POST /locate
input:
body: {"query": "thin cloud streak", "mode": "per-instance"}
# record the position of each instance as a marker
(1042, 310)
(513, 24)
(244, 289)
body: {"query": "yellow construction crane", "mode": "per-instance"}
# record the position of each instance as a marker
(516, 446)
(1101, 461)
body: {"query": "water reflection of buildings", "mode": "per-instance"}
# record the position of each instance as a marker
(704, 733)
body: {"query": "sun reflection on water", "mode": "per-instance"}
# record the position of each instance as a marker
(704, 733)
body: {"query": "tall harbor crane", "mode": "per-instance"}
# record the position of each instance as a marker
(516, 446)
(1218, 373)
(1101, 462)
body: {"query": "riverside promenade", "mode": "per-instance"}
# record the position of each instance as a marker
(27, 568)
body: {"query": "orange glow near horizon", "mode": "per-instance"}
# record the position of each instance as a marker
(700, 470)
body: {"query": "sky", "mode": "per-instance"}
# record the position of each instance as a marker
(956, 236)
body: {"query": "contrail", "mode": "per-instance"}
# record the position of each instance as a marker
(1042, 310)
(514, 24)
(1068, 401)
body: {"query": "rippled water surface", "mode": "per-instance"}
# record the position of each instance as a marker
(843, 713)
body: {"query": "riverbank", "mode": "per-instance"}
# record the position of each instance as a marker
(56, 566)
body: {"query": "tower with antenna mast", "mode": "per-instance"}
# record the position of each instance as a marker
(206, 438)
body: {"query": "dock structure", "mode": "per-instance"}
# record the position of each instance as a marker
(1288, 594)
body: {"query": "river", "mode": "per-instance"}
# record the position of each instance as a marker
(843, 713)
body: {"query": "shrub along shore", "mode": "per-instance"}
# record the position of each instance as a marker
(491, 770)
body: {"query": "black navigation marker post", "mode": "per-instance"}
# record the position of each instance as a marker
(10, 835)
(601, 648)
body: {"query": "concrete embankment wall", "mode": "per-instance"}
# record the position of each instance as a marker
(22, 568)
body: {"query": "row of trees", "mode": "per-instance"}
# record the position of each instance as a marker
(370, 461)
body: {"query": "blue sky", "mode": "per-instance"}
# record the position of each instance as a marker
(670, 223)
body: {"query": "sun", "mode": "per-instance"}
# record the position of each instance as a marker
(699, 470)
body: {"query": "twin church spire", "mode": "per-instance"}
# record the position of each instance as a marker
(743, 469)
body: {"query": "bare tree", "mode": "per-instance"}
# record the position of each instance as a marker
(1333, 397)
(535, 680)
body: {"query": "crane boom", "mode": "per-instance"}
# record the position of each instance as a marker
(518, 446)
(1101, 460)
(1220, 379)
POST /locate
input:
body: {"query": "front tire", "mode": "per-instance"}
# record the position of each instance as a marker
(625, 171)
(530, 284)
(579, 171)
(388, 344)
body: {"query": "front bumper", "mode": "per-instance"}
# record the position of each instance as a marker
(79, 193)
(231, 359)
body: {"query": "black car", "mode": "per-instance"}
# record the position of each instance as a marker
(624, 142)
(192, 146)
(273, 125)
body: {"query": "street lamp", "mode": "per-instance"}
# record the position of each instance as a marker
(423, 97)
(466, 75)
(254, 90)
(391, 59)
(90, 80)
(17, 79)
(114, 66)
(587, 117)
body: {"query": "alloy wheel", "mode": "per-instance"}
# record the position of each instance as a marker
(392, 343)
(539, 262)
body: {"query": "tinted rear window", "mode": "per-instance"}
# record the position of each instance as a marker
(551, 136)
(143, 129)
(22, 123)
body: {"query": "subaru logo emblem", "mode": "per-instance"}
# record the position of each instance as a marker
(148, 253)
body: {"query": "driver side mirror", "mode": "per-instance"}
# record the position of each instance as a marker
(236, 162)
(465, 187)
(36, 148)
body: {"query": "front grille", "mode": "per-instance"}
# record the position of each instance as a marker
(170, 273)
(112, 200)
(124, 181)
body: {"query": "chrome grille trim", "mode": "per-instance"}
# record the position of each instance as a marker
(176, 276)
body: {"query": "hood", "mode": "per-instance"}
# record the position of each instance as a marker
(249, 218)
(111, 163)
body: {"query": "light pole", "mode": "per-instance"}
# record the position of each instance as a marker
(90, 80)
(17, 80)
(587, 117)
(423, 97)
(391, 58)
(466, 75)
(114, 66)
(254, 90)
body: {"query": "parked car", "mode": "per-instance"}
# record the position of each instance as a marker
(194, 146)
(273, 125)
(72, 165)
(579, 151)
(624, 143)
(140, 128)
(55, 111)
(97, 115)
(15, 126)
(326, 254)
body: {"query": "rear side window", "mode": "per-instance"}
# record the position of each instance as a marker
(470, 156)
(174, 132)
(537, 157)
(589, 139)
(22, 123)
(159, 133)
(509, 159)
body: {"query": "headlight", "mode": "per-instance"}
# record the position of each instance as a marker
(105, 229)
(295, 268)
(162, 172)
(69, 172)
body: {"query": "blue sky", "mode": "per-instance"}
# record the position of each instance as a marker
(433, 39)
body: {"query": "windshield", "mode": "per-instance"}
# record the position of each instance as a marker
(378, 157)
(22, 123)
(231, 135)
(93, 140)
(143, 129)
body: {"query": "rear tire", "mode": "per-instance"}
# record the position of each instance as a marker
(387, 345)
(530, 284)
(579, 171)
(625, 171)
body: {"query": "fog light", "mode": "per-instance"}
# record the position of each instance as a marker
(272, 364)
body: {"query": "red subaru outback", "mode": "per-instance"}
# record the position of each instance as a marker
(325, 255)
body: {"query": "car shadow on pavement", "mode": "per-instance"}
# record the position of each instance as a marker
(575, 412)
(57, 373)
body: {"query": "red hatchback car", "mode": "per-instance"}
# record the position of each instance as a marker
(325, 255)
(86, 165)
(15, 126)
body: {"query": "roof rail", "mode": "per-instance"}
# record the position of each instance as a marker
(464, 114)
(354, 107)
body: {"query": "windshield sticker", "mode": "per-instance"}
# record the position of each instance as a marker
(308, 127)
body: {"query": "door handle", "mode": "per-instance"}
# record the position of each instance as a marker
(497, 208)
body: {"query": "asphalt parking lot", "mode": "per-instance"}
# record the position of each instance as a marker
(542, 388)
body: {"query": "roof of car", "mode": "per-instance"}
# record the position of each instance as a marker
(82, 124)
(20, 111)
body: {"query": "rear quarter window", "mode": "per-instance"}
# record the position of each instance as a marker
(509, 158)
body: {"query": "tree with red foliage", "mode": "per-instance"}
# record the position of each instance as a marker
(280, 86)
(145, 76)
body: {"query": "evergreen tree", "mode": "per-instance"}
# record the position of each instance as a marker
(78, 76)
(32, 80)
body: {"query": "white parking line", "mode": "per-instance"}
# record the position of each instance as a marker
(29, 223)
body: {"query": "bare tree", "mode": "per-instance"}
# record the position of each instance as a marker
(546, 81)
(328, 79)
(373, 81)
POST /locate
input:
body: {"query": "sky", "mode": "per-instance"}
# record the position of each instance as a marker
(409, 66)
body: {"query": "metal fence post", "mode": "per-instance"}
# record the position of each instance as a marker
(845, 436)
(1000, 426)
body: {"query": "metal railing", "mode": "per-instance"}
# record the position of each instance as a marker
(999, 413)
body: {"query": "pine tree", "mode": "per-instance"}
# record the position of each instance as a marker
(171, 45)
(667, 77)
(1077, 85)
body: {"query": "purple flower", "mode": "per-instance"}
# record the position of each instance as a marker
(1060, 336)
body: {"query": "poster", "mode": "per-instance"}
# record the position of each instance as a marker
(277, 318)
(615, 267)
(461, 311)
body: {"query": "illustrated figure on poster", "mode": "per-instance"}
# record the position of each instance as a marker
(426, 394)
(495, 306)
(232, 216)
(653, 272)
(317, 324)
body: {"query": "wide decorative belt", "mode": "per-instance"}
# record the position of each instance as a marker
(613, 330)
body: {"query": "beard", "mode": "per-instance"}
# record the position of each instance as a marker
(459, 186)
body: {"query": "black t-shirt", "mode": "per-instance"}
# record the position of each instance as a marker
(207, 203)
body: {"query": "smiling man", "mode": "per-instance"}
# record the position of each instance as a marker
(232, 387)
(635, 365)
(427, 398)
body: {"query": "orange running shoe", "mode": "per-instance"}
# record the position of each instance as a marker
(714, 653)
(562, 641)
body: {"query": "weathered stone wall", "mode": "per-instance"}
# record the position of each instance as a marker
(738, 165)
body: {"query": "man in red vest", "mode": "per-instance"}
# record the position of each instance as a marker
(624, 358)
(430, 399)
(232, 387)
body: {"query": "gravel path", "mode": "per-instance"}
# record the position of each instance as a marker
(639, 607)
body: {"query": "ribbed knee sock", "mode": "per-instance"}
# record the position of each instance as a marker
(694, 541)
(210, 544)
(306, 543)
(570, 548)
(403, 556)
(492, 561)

################

Exercise instructions ->
Rewrite the lines from the start of the records through the line containing "(1101, 461)", renaming "per-instance" to "per-object" wherever it occurs and leaving everything else unchanged.

Output of the task ->
POST /locate
input:
body: {"query": "thin cloud streak", "mode": "per-object"}
# record the position of each instance as a marker
(1042, 310)
(513, 24)
(244, 289)
body: {"query": "yellow construction crane", "mode": "per-object"}
# record the position of each instance as a marker
(516, 446)
(1101, 461)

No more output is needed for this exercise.